▶ _Goal_
Rewrite the listing below with "red" swapped for "blue" and everything else left the same.

"""

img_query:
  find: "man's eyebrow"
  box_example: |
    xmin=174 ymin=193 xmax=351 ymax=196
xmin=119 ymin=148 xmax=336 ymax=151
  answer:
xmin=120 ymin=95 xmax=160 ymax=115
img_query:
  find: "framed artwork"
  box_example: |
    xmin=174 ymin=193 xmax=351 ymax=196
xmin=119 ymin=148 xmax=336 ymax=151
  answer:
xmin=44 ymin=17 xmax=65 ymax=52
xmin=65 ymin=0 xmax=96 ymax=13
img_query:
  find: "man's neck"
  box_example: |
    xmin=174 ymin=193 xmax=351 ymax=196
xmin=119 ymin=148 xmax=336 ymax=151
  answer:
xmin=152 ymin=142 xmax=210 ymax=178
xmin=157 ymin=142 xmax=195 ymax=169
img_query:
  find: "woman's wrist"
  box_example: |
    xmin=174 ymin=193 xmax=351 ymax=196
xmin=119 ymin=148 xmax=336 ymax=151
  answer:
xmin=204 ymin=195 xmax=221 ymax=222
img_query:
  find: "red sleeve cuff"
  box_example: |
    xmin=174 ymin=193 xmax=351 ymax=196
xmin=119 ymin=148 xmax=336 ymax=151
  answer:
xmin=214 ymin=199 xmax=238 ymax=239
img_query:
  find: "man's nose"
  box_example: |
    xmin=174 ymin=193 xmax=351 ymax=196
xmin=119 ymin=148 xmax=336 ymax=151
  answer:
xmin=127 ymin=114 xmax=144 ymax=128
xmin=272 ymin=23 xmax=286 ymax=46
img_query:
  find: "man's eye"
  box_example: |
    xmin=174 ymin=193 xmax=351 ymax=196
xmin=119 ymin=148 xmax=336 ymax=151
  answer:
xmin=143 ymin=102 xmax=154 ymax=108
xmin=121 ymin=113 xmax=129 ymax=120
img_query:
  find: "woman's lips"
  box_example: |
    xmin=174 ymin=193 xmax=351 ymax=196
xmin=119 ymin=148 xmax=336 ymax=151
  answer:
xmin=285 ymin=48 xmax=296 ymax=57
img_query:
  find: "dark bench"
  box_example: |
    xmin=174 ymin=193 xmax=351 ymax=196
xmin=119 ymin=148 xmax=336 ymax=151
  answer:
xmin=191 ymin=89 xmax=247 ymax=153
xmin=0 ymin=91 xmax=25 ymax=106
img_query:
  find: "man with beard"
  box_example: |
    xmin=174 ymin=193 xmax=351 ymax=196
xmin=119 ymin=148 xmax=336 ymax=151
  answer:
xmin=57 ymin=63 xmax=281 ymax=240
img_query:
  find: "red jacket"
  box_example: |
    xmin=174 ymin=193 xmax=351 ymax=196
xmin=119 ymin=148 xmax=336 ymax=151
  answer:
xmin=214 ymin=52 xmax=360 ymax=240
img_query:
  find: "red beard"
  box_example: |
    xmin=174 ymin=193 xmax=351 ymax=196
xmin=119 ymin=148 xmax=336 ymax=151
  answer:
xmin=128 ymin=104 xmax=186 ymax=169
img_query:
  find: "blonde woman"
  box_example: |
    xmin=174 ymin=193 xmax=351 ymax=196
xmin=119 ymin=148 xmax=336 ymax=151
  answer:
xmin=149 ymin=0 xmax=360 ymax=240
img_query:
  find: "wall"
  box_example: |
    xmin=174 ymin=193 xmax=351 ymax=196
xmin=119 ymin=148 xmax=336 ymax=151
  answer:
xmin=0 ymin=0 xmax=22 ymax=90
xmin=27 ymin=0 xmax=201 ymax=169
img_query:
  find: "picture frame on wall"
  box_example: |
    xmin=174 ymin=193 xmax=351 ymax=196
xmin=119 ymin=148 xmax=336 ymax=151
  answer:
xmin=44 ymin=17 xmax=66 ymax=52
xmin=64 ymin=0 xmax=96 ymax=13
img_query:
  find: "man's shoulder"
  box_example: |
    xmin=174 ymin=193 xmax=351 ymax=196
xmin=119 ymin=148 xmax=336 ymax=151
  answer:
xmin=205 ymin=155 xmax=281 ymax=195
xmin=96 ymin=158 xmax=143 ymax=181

"""

▶ _Solution_
img_query:
  find: "man's eyebrow"
  box_example: |
    xmin=174 ymin=193 xmax=351 ymax=196
xmin=119 ymin=148 xmax=336 ymax=151
  answer:
xmin=120 ymin=95 xmax=160 ymax=115
img_query:
  find: "framed artwork"
  box_example: |
    xmin=174 ymin=193 xmax=351 ymax=196
xmin=119 ymin=148 xmax=336 ymax=151
  answer:
xmin=44 ymin=17 xmax=65 ymax=52
xmin=65 ymin=0 xmax=96 ymax=13
img_query:
  find: "man's neck"
  box_example: |
    xmin=174 ymin=193 xmax=351 ymax=196
xmin=119 ymin=148 xmax=336 ymax=151
  answer:
xmin=152 ymin=142 xmax=210 ymax=178
xmin=157 ymin=142 xmax=195 ymax=169
img_query:
  find: "woman's wrist"
  box_example: |
    xmin=174 ymin=193 xmax=351 ymax=196
xmin=119 ymin=148 xmax=336 ymax=151
  answer:
xmin=204 ymin=195 xmax=221 ymax=222
img_query:
  find: "blue sleeve cuff"
  box_example: |
    xmin=174 ymin=193 xmax=351 ymax=196
xmin=119 ymin=148 xmax=336 ymax=151
  answer:
xmin=214 ymin=199 xmax=238 ymax=239
img_query:
  find: "man's nose"
  box_example: |
    xmin=174 ymin=193 xmax=351 ymax=196
xmin=119 ymin=148 xmax=336 ymax=151
  answer:
xmin=127 ymin=114 xmax=144 ymax=128
xmin=272 ymin=23 xmax=286 ymax=46
img_query:
  find: "man's eye"
  box_example: |
    xmin=174 ymin=193 xmax=351 ymax=196
xmin=119 ymin=148 xmax=336 ymax=151
  answer:
xmin=143 ymin=102 xmax=154 ymax=108
xmin=121 ymin=113 xmax=129 ymax=120
img_query:
  find: "woman's lips"
  box_example: |
    xmin=174 ymin=193 xmax=351 ymax=196
xmin=119 ymin=148 xmax=336 ymax=151
  answer:
xmin=285 ymin=48 xmax=296 ymax=57
img_query:
  find: "dark bench"
  box_example: |
    xmin=174 ymin=193 xmax=351 ymax=196
xmin=119 ymin=148 xmax=336 ymax=151
  answer:
xmin=191 ymin=89 xmax=247 ymax=153
xmin=0 ymin=91 xmax=25 ymax=106
img_query:
  find: "man with beard"
  box_example: |
    xmin=174 ymin=193 xmax=351 ymax=196
xmin=119 ymin=148 xmax=336 ymax=151
  answer:
xmin=57 ymin=63 xmax=281 ymax=240
img_query:
  find: "blue jacket"
  box_example: |
    xmin=174 ymin=193 xmax=351 ymax=196
xmin=119 ymin=148 xmax=336 ymax=151
  answer:
xmin=214 ymin=52 xmax=360 ymax=240
img_query:
  find: "blue beard"
  box_example: |
    xmin=174 ymin=193 xmax=351 ymax=196
xmin=119 ymin=148 xmax=336 ymax=151
  answer:
xmin=128 ymin=104 xmax=186 ymax=169
img_query:
  find: "blonde woman"
  box_example: |
    xmin=174 ymin=193 xmax=351 ymax=196
xmin=119 ymin=148 xmax=336 ymax=151
  answer:
xmin=149 ymin=0 xmax=360 ymax=240
img_query:
  find: "wall"
  box_example: |
    xmin=174 ymin=193 xmax=351 ymax=196
xmin=119 ymin=148 xmax=336 ymax=151
  answer:
xmin=0 ymin=0 xmax=22 ymax=90
xmin=27 ymin=0 xmax=201 ymax=169
img_query:
  find: "picture frame on wall"
  box_example: |
    xmin=174 ymin=193 xmax=351 ymax=196
xmin=119 ymin=148 xmax=336 ymax=151
  answer:
xmin=44 ymin=17 xmax=66 ymax=52
xmin=64 ymin=0 xmax=96 ymax=13
img_query:
  find: "man's shoulder"
  box_example: |
    xmin=174 ymin=193 xmax=351 ymax=196
xmin=119 ymin=148 xmax=336 ymax=151
  answer:
xmin=205 ymin=155 xmax=281 ymax=195
xmin=96 ymin=158 xmax=143 ymax=181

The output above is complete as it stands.